Data items
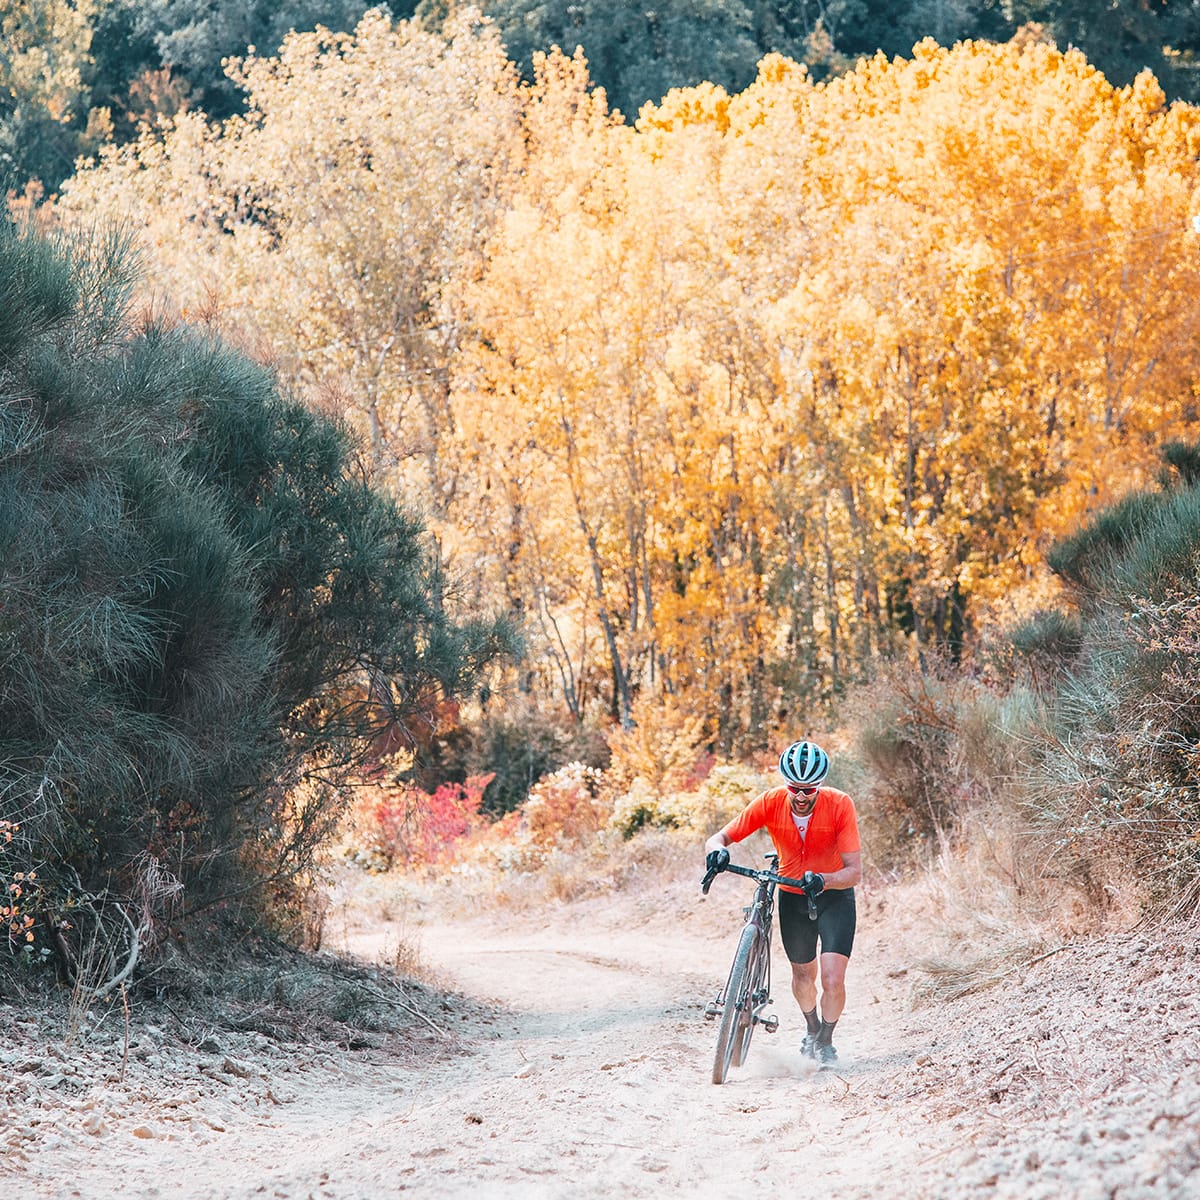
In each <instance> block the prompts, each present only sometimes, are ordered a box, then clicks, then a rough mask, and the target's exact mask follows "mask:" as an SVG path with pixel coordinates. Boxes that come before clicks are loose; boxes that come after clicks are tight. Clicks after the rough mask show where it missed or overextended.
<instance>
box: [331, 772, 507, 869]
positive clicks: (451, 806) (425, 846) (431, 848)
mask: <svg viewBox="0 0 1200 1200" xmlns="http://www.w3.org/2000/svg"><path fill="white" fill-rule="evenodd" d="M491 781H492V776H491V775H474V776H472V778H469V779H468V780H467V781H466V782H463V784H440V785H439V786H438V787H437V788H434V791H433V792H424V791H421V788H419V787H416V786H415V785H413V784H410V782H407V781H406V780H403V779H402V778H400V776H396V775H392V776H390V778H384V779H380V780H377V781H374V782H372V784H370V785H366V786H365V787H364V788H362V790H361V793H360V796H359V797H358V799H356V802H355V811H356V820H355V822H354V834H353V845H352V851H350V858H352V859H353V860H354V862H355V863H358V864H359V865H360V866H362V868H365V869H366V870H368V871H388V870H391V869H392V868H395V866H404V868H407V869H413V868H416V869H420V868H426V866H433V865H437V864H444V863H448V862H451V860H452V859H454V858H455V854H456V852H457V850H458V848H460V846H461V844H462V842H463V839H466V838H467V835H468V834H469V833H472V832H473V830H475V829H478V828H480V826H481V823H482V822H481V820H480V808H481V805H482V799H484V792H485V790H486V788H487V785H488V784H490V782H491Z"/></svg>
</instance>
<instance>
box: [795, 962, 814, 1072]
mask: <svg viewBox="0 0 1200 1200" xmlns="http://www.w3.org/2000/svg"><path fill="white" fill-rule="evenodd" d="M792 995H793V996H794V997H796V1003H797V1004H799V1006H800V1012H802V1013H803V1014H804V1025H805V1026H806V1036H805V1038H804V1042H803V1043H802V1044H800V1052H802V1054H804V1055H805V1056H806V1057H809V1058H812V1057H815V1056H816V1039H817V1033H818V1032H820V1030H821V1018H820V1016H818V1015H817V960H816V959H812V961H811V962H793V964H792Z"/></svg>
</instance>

*Requirement*. If the data includes images, skip them and copy every line exactly.

*Answer to the exercise*.
In each <instance> block the prompts, each present only sometimes, are ordered a box, then clicks, then a rough mask, and the target's exact mask follows "mask:" as an SVG path with pixel coordinates. Boxes that come before clicks are loose; boxes that come after clicks are tight. Clicks after the rough mask show where it missed or overextended.
<instance>
box: [331, 772, 507, 869]
positive clicks: (451, 806) (425, 846) (431, 848)
mask: <svg viewBox="0 0 1200 1200" xmlns="http://www.w3.org/2000/svg"><path fill="white" fill-rule="evenodd" d="M491 781H492V776H491V775H474V776H472V778H469V779H468V780H467V781H466V782H463V784H440V785H439V786H438V787H437V788H434V791H433V792H424V791H421V788H419V787H416V786H415V785H413V784H410V782H407V781H406V780H403V779H402V778H400V776H396V775H392V776H390V778H384V779H380V780H377V781H374V782H372V784H370V785H366V786H365V787H364V788H362V790H361V793H360V796H359V797H358V799H356V802H355V811H356V820H355V822H354V834H353V845H352V851H350V858H352V859H353V860H354V862H355V863H358V864H359V865H360V866H362V868H365V869H366V870H368V871H388V870H391V869H392V868H395V866H404V868H407V869H413V868H416V869H420V868H426V866H433V865H437V864H444V863H448V862H451V860H452V859H454V858H455V854H456V852H457V850H458V848H460V846H461V844H462V842H463V839H466V838H467V835H468V834H469V833H472V832H473V830H475V829H478V828H480V826H481V823H482V822H481V820H480V808H481V805H482V799H484V792H485V790H486V788H487V785H488V784H490V782H491Z"/></svg>
</instance>
<instance>
box: [795, 962, 814, 1072]
mask: <svg viewBox="0 0 1200 1200" xmlns="http://www.w3.org/2000/svg"><path fill="white" fill-rule="evenodd" d="M792 995H793V996H794V997H796V1003H797V1004H799V1006H800V1012H802V1013H803V1014H804V1025H805V1026H806V1036H805V1038H804V1042H803V1043H802V1044H800V1052H802V1054H804V1055H805V1056H806V1057H809V1058H812V1057H815V1056H816V1039H817V1033H818V1032H820V1030H821V1018H820V1016H818V1015H817V960H816V959H812V961H811V962H793V964H792Z"/></svg>
</instance>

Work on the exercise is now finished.